● **DESCRIPTION OF THE TASK**: Skip the pictures and copy all the data that follows exactly.

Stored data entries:

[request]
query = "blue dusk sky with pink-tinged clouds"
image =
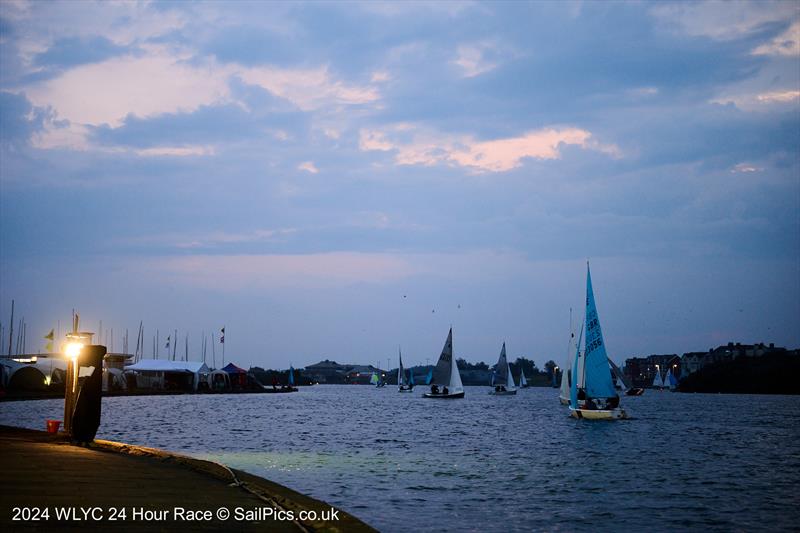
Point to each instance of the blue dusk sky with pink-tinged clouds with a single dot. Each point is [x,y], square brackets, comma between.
[343,180]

● **RESULT FOR THIS EXERCISE**:
[request]
query = "blue dusk sky with pink-tinged clouds"
image =
Point to each instance of the blue dusk sky with pink-tinged clouds with a single dot. Each point is [x,y], square brackets, comma between.
[343,180]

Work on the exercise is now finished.